───── Data provided
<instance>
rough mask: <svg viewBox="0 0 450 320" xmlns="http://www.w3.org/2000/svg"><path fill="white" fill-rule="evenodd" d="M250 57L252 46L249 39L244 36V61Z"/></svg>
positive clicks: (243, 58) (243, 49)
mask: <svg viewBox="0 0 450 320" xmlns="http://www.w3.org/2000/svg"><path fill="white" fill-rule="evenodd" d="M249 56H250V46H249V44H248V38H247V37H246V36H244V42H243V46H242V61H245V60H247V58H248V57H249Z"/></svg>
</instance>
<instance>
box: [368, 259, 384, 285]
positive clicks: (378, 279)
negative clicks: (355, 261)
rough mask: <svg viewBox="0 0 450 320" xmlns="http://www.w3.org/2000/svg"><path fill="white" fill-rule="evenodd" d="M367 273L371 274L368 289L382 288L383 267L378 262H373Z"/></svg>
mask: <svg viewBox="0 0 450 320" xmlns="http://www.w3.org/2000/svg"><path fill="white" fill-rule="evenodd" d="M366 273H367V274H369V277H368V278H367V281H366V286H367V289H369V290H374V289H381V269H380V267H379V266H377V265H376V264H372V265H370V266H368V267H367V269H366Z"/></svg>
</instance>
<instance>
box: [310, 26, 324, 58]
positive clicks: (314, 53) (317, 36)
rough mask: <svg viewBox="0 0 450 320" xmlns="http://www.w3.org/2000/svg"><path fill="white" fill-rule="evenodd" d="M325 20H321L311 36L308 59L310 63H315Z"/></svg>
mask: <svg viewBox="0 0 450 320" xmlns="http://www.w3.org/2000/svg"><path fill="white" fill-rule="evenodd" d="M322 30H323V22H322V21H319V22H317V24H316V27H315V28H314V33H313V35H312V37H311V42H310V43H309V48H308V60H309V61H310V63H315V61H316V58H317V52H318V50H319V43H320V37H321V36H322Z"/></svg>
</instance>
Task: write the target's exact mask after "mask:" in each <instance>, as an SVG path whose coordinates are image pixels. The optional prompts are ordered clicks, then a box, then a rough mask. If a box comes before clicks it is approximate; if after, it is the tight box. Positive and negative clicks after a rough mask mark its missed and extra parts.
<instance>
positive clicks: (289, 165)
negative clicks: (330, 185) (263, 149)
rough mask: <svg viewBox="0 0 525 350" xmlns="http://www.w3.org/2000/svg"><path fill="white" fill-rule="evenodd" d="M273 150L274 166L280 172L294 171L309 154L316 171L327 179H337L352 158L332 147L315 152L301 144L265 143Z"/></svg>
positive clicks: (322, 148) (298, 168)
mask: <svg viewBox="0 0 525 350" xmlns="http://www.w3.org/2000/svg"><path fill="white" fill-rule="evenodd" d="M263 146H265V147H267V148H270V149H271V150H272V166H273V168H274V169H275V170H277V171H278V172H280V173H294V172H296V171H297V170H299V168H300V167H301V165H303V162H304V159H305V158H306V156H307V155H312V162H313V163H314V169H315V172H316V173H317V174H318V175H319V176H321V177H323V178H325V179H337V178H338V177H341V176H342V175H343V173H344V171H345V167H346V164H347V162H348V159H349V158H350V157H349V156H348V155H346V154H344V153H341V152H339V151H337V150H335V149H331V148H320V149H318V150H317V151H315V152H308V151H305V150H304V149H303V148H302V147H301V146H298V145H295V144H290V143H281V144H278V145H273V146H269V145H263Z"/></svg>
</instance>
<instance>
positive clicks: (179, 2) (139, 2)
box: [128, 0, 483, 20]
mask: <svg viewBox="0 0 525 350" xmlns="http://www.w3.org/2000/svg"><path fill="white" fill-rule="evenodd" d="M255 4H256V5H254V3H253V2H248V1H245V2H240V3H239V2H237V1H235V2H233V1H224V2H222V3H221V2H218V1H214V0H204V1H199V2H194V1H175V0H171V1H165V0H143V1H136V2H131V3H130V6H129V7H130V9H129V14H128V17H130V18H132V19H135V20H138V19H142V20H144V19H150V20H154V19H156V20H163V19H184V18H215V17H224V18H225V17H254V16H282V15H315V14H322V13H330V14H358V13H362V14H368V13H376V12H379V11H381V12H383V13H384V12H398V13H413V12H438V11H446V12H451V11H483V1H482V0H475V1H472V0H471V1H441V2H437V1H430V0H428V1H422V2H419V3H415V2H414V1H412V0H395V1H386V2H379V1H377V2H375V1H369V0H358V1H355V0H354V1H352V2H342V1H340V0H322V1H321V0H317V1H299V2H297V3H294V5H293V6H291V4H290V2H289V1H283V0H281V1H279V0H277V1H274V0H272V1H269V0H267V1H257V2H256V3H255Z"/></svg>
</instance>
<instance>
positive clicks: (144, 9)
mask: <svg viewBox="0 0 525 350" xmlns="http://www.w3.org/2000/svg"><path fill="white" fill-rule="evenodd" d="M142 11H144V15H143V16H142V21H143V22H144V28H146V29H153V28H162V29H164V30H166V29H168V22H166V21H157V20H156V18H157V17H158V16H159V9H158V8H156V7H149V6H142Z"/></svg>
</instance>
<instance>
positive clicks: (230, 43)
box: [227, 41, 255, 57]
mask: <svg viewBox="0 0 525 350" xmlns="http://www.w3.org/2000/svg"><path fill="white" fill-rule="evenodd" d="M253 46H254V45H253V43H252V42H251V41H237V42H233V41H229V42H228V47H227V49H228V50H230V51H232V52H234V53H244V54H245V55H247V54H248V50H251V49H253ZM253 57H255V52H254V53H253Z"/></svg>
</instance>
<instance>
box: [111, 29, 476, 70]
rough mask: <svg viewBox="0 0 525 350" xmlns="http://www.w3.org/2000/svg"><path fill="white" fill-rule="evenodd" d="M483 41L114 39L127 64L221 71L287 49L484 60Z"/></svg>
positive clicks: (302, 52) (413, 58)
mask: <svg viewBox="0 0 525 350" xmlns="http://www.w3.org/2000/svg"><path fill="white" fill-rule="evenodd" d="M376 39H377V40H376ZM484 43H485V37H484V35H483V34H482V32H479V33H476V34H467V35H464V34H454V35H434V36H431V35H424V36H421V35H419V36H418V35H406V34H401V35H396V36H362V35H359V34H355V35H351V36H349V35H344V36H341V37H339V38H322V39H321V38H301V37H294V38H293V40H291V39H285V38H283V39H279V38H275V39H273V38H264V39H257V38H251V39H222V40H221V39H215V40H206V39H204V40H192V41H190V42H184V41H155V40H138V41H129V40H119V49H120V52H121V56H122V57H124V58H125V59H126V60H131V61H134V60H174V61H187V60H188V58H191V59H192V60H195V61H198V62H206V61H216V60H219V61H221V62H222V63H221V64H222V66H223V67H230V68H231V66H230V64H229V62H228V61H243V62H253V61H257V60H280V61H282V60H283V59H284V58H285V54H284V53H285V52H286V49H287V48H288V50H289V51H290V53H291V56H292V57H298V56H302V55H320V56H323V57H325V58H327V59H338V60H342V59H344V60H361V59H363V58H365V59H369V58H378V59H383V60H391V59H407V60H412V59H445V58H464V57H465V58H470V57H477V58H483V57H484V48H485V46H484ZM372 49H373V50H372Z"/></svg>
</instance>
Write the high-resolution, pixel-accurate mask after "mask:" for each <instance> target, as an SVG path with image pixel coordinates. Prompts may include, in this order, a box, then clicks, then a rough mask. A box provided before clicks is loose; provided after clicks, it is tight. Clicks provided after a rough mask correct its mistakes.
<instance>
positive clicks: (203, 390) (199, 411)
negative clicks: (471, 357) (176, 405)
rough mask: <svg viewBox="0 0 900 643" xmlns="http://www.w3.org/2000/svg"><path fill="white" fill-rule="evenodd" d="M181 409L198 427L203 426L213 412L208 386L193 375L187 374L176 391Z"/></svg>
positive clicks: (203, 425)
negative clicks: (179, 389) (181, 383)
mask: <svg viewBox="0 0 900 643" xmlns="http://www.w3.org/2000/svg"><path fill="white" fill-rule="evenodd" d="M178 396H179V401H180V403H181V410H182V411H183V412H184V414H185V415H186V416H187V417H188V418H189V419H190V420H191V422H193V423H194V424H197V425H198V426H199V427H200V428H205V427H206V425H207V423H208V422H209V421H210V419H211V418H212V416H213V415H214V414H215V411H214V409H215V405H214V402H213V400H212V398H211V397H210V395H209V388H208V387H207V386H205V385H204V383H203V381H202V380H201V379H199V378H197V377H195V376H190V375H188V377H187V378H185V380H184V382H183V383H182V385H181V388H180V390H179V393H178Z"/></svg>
──────────
** Prompt **
Write out every line of the entries that holds the word "then".

** Result below **
Task: write the target's exact mask after "mask:" in each <instance>, as an SVG path whose coordinates are image pixels. The optional prompts are ordered clicks, then a box, then a rough mask. If a box comes before clicks it is approximate; if after, it is the tight box. Positive and negative clicks after a rough mask mark its missed and extra parts.
Write the high-resolution, pixel-accurate mask after "mask:" for each <instance> target, as an SVG path with image pixel coordinates. Prompts may include, in this order, a box, then clicks, then a rough mask. A box provided before clicks is loose; provided after clicks, it is tight. Clicks provided after a rough mask correct its mistakes.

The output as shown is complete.